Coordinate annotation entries
==*==

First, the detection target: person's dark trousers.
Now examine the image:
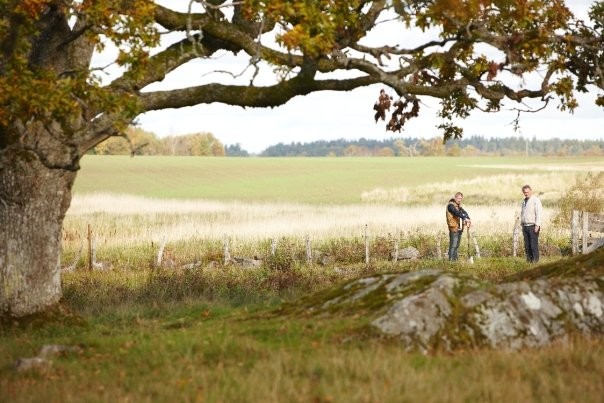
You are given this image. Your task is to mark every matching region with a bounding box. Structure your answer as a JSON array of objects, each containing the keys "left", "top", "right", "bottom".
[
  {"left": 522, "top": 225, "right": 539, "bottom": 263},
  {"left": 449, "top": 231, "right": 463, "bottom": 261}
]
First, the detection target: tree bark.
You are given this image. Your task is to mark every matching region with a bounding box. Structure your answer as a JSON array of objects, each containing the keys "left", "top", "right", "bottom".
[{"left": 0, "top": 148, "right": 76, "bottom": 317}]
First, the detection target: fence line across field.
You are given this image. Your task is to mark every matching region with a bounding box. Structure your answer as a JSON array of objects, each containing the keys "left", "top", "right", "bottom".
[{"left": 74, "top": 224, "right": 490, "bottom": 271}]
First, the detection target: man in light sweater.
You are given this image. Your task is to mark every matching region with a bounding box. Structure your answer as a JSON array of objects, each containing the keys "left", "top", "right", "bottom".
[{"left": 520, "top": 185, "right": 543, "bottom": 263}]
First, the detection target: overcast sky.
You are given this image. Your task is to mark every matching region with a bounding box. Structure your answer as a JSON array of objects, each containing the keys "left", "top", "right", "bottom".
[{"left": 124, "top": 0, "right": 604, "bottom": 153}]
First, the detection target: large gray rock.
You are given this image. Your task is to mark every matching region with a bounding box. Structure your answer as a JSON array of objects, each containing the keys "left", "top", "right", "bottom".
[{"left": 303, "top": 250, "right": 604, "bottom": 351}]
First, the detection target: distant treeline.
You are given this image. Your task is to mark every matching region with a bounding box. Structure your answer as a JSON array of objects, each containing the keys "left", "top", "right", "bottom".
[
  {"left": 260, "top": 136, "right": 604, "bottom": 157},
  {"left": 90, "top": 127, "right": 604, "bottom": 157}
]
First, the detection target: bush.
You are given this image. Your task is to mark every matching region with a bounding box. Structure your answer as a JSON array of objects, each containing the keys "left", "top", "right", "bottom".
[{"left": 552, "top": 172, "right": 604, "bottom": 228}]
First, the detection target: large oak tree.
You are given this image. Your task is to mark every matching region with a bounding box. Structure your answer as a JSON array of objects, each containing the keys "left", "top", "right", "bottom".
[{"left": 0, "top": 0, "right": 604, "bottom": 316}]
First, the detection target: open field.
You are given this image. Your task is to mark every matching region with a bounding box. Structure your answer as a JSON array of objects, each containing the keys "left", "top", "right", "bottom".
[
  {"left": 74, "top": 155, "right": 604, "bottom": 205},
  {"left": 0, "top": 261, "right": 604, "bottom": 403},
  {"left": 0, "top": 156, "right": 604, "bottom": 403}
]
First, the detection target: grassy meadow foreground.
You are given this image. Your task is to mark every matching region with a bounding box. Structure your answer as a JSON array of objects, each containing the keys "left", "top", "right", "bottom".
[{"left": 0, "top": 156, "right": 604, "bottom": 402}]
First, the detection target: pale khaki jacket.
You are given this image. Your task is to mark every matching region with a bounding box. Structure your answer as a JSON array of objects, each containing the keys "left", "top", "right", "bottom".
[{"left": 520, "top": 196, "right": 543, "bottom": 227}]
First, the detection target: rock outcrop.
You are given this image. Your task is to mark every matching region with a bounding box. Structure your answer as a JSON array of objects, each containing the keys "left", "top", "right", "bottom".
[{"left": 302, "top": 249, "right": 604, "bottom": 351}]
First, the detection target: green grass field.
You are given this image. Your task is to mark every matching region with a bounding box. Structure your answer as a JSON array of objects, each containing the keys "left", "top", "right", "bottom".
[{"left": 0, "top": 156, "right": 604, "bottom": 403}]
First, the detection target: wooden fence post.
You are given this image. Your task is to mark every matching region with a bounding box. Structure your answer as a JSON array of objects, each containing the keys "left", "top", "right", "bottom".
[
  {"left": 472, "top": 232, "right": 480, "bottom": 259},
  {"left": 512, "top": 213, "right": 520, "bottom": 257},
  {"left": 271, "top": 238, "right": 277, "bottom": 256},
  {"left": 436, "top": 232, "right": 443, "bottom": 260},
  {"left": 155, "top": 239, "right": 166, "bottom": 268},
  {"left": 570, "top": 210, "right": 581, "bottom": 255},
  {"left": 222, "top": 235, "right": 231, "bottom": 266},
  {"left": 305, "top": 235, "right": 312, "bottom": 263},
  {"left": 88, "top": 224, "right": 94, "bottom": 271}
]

==*==

- Short problem: How many lines of the items above contain the word "fence"? Match case exactly, and reply with the number alone.

- Result for this exercise: 2